-- begin RECORDS TO PROCESS --
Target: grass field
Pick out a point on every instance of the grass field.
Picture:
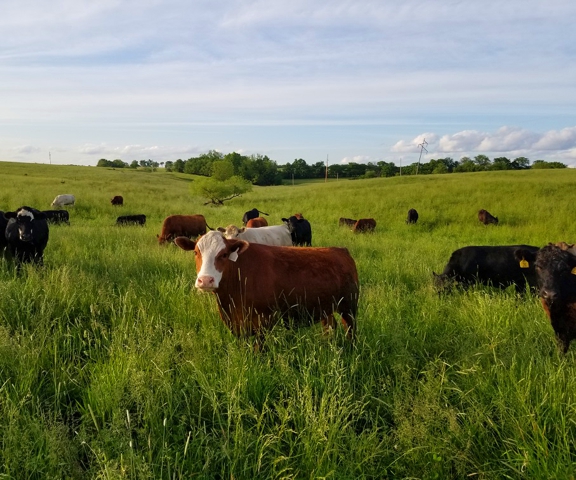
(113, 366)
-- end RECORDS TO PROCESS --
-- begin RECORDS TO PROCESS --
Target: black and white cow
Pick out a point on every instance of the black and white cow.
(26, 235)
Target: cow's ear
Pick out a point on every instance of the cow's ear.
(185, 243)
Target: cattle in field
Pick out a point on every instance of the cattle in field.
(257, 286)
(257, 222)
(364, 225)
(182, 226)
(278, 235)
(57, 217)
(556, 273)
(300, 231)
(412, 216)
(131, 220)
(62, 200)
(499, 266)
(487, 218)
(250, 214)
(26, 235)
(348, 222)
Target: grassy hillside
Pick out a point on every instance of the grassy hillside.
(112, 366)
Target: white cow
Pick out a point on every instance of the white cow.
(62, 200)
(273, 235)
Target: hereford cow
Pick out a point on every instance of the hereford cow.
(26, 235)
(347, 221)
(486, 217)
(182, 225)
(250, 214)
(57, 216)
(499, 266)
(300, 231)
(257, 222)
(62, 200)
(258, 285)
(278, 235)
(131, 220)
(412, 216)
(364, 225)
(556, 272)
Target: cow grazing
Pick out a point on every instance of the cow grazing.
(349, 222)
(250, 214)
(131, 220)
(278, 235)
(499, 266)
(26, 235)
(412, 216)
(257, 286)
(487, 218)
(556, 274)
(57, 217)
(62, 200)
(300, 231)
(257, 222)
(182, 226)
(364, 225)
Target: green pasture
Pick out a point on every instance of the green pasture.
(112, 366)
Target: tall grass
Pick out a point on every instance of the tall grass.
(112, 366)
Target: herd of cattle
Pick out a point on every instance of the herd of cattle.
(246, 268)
-- end RECORDS TO PROCESS --
-- begin RECORDS TO PROCESS --
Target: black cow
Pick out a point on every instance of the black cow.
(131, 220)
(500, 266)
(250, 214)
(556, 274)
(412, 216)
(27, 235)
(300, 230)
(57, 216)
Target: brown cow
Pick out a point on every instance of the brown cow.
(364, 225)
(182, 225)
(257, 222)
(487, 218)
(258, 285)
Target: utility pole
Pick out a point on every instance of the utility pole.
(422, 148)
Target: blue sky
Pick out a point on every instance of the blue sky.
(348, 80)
-- end RECORDS TO PROCESS --
*INSTRUCTION*
From the listing above, extract each line that contains the word "black".

*REPLY*
Target: black and white cow
Pick out a point on every instance of the black and white cow.
Target: black cow
Pick out a point on every instance of the black cow.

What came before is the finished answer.